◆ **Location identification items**
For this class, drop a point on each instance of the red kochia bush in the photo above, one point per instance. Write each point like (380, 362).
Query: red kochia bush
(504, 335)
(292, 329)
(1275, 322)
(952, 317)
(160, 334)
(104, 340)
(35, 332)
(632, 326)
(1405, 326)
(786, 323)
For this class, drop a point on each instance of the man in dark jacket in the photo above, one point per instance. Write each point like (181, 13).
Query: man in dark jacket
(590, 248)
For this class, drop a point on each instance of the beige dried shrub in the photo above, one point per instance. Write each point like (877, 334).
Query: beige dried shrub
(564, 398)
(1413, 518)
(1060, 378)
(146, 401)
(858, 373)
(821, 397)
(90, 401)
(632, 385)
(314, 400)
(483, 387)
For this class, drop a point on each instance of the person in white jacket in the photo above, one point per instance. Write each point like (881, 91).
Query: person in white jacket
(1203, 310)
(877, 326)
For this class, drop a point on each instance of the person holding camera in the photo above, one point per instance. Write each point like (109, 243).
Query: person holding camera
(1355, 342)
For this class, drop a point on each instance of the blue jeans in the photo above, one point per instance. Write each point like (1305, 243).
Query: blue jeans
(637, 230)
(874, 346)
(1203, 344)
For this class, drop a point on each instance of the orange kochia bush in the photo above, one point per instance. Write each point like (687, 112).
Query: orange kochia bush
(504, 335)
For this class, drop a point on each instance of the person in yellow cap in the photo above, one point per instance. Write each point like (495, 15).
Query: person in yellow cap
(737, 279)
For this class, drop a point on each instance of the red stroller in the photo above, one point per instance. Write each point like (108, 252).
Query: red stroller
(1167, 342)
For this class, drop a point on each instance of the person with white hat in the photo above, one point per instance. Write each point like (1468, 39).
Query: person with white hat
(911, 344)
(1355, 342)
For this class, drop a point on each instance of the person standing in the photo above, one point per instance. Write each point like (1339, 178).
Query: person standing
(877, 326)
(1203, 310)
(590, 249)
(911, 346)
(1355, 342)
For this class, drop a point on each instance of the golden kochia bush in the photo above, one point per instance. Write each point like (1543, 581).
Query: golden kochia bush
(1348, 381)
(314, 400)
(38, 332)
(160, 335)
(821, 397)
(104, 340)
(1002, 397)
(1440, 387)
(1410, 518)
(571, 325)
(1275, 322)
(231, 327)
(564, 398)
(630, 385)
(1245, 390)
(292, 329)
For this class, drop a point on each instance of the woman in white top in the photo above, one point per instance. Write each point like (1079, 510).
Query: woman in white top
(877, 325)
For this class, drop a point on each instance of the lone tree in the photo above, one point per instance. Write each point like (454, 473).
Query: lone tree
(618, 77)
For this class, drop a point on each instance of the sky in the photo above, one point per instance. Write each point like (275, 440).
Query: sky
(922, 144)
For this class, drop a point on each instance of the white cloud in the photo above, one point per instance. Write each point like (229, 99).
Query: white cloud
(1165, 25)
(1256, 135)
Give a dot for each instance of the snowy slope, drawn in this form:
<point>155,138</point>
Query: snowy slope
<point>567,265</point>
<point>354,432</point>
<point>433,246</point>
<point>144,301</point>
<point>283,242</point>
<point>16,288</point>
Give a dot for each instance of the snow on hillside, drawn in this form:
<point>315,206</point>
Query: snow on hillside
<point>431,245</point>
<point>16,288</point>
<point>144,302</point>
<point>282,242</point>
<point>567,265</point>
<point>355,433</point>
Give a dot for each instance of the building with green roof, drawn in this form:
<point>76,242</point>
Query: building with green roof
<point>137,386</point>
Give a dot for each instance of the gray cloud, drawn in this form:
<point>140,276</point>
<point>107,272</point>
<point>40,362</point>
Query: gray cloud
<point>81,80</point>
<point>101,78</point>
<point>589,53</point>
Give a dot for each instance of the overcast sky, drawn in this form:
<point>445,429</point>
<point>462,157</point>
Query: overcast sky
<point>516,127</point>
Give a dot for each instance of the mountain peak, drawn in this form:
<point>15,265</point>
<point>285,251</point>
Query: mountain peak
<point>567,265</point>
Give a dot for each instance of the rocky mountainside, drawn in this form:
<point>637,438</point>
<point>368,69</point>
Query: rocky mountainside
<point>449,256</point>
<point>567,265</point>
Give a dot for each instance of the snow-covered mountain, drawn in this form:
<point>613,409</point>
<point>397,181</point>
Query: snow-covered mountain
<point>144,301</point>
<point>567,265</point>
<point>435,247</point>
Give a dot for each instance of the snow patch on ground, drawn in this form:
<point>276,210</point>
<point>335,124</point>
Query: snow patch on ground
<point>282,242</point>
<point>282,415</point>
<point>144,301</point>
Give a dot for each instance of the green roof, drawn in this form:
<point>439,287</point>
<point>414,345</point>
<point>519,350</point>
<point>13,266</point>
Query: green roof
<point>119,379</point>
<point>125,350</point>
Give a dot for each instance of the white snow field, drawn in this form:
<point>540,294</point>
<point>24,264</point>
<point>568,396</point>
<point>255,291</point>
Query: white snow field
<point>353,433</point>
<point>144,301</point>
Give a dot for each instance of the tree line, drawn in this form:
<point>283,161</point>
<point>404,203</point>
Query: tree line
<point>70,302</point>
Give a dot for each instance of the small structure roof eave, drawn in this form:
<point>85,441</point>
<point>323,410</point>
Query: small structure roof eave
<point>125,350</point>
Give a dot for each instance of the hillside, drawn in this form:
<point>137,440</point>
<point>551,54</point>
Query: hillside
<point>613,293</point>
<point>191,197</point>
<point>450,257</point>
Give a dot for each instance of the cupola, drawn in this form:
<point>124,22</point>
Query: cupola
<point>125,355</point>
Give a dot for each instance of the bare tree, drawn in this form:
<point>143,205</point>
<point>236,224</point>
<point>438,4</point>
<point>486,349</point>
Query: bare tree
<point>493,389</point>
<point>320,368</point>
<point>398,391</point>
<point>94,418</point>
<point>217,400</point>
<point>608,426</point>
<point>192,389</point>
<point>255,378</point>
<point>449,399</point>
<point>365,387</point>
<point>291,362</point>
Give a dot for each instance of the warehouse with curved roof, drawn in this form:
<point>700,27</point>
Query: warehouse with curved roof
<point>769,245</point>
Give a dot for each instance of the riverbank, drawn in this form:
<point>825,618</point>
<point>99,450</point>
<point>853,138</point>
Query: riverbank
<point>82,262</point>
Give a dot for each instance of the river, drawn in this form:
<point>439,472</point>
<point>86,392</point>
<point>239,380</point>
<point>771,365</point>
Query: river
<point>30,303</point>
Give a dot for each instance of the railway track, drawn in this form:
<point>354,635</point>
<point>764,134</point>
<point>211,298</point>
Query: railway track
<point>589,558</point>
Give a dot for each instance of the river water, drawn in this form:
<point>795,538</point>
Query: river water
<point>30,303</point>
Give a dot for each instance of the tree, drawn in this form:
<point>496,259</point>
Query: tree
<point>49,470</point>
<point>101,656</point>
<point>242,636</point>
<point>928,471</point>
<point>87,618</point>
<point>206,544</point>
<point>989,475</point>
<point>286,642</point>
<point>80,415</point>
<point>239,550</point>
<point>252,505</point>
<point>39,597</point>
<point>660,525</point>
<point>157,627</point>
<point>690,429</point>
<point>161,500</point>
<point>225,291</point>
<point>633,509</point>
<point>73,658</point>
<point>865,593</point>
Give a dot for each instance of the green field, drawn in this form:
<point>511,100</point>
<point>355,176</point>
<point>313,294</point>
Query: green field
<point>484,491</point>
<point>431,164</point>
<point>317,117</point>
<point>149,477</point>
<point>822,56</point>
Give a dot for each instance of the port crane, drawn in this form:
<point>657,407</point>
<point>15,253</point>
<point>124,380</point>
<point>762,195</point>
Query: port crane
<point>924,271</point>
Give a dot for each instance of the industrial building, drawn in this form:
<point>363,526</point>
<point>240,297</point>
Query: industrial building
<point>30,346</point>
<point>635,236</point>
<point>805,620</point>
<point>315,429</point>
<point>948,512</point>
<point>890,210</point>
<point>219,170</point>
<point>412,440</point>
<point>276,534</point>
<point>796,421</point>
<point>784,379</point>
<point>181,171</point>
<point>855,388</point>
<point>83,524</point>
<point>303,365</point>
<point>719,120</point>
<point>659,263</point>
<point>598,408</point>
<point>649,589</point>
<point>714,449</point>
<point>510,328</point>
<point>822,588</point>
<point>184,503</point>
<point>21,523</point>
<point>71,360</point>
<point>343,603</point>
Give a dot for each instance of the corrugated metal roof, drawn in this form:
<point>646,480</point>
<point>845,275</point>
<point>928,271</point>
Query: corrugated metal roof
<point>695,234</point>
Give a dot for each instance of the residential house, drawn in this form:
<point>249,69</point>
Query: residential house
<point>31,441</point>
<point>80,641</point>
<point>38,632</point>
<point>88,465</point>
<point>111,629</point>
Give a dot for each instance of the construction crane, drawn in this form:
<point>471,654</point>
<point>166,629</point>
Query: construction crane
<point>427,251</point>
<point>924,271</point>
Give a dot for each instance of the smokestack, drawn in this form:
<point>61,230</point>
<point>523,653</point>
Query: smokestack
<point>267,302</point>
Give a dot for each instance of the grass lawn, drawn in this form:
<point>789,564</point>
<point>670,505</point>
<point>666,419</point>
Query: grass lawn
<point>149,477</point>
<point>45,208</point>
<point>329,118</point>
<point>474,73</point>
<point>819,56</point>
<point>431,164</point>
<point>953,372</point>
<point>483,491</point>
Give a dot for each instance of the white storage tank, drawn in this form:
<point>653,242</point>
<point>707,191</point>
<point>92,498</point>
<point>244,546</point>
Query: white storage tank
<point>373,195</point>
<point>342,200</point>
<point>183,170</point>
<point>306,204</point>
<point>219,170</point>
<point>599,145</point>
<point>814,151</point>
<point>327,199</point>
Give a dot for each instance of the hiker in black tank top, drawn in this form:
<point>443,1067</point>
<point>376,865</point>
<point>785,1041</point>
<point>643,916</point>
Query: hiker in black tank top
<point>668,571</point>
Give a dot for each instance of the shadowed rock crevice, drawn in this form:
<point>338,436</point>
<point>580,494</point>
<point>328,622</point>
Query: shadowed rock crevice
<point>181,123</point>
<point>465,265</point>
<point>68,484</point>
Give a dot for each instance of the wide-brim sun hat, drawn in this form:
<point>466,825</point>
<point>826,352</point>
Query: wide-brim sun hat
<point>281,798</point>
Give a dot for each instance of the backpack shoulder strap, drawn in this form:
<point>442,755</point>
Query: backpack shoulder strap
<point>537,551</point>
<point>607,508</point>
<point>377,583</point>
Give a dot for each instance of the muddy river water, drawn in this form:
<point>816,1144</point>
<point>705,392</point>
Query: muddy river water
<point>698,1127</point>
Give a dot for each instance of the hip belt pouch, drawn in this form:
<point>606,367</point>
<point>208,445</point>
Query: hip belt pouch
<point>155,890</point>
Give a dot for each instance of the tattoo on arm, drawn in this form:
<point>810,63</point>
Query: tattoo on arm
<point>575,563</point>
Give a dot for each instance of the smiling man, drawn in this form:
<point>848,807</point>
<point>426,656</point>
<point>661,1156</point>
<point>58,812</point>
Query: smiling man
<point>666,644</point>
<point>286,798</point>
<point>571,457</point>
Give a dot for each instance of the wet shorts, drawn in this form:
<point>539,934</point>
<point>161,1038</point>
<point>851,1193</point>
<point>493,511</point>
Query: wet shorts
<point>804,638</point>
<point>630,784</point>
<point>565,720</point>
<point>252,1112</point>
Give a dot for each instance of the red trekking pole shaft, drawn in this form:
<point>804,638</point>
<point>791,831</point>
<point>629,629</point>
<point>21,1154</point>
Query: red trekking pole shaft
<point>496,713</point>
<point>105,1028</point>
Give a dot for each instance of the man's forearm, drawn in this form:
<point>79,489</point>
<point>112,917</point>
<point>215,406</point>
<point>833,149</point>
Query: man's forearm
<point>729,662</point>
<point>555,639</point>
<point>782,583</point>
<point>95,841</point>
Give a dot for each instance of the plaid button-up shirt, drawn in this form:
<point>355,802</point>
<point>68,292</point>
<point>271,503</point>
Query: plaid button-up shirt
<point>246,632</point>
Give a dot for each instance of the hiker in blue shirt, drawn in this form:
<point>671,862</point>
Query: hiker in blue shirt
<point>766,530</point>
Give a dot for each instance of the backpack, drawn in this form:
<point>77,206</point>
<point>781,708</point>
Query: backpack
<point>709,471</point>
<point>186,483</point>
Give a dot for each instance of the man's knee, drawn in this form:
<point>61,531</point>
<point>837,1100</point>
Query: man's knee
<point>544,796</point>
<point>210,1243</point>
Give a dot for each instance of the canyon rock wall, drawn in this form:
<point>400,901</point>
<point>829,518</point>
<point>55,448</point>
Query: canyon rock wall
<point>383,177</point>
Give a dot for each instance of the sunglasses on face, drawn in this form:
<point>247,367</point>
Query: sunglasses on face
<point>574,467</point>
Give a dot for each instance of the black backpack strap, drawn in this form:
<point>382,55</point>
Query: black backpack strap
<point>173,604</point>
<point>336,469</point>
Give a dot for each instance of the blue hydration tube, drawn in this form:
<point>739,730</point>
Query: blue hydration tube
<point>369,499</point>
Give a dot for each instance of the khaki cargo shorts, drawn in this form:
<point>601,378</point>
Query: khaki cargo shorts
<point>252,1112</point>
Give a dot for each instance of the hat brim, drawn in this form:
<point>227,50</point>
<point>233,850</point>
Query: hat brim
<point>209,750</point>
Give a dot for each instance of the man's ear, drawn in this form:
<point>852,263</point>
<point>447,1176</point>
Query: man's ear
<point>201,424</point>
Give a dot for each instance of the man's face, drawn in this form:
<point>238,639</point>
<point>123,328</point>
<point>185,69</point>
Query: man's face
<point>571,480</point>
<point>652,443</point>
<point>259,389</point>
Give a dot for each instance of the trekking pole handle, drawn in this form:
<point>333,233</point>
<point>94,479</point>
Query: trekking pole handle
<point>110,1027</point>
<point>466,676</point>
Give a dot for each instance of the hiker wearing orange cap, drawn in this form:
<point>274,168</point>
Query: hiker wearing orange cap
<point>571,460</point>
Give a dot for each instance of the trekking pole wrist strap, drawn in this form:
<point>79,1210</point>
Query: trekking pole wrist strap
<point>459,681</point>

◆ **GOAL OF THE EXERCISE**
Pull out the stretch from the line containing "Give a dot for each instance of the hiker in black" through the line containing "<point>281,798</point>", and reproduce those lines of the rows unchanged, with nothing before or after them.

◆ **COMPLETE OUTPUT**
Give a dot for each instance of the hiker in black tank top, drawn in this form:
<point>443,1067</point>
<point>376,865</point>
<point>785,1041</point>
<point>643,916</point>
Query: hiker in black tank top
<point>668,571</point>
Give a dot for each instance of the shadowed rock crevice, drawn in this form:
<point>338,436</point>
<point>580,494</point>
<point>328,622</point>
Query: shadowed rock crevice
<point>181,123</point>
<point>465,265</point>
<point>68,484</point>
Give a dot for each instance of the wide-brim sun hat, drawn in this form:
<point>466,825</point>
<point>826,352</point>
Query: wide-brim sun hat
<point>281,798</point>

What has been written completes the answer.